— start Material for this exercise —

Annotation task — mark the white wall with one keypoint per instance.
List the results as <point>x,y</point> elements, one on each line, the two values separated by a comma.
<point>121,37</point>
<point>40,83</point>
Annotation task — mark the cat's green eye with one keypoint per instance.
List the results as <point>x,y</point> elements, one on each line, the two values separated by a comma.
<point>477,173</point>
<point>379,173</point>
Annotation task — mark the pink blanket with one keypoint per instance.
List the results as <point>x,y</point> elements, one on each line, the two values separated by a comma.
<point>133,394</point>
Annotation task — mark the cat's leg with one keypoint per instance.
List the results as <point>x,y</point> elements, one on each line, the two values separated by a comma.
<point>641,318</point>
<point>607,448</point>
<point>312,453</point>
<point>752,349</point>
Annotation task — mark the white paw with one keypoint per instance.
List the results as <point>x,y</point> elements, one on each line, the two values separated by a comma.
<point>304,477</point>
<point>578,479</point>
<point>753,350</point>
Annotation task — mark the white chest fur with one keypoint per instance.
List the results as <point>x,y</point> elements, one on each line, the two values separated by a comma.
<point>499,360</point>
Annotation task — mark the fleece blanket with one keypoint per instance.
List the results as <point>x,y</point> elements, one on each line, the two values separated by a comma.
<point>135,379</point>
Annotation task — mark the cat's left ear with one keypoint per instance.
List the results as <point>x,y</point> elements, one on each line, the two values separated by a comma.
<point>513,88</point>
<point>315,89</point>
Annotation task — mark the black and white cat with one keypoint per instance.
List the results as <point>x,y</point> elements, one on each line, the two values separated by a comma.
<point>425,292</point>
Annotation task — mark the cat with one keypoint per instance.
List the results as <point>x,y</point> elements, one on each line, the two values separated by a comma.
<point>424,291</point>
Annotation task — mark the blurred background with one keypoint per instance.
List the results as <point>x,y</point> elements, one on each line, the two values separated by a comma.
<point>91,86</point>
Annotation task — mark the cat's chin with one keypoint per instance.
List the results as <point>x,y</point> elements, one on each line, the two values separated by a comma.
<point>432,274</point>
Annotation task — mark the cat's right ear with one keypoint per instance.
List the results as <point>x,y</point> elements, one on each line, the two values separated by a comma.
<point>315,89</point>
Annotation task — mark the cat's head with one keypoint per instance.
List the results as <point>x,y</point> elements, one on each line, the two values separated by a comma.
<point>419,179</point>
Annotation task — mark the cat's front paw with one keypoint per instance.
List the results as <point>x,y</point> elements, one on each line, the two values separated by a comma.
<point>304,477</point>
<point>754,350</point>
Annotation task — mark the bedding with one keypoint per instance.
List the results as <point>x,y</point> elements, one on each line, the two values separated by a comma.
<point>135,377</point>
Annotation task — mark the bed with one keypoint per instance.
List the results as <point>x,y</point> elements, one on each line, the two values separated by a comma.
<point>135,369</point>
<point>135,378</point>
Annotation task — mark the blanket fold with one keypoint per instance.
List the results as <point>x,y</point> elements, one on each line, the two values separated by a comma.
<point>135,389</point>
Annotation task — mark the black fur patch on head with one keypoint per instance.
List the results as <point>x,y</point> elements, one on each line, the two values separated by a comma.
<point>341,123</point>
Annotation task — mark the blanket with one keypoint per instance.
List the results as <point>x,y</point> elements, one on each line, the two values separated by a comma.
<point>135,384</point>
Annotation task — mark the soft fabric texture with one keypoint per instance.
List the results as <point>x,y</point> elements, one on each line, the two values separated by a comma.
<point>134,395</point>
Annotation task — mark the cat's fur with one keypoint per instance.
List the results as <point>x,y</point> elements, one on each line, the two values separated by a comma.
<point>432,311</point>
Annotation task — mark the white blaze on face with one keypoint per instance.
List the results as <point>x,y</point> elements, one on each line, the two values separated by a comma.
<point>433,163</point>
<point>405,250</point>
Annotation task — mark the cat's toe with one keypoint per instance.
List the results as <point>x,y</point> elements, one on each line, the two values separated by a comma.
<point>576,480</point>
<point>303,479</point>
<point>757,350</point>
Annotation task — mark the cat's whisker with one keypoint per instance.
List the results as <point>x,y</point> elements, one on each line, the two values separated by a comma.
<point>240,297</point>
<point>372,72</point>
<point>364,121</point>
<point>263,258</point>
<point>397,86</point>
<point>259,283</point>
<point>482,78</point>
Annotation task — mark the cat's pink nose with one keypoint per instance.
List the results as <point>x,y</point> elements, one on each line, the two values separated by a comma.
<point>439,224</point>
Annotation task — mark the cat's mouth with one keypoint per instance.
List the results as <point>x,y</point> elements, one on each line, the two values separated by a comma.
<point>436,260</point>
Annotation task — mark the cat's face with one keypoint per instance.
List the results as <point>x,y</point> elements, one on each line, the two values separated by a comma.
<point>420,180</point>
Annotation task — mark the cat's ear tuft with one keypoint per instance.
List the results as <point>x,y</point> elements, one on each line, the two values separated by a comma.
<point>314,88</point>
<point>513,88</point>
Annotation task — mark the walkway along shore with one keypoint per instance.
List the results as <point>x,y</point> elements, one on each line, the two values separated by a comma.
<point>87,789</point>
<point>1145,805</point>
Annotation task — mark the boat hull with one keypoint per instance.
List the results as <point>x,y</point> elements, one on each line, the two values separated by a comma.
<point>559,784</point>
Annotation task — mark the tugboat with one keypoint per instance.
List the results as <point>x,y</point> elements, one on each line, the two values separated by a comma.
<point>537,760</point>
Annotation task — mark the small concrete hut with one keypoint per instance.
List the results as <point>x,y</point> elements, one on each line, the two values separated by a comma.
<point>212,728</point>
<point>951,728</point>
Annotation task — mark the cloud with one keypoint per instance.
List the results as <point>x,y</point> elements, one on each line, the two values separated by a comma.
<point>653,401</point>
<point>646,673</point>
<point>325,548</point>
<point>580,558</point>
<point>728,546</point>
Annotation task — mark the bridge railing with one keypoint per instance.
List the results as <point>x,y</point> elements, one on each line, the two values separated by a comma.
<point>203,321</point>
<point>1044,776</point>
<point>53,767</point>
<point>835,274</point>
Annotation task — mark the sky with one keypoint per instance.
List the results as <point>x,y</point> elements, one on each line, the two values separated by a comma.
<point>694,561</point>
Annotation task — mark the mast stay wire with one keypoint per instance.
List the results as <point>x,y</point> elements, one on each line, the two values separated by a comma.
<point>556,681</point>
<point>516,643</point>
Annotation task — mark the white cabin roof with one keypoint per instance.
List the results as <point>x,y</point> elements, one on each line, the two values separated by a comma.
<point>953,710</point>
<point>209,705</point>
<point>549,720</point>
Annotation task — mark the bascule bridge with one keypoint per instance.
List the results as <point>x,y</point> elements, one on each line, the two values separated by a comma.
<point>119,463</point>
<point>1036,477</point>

— end Material for this exercise —

Reproduce verbatim the entries from the line containing "Annotation task — mark the pink" through the line containing "<point>752,349</point>", with both of those lines included.

Annotation task — mark the pink blanket with one keypoint per instance.
List the results as <point>x,y</point> elements, one on each line, the two values separated by a comma.
<point>133,394</point>
Annotation task — mark the cat's leg with one keypoint per instance.
List the results as <point>x,y</point> elements, one on each line, the two values separated by a comma.
<point>641,318</point>
<point>607,448</point>
<point>312,453</point>
<point>752,349</point>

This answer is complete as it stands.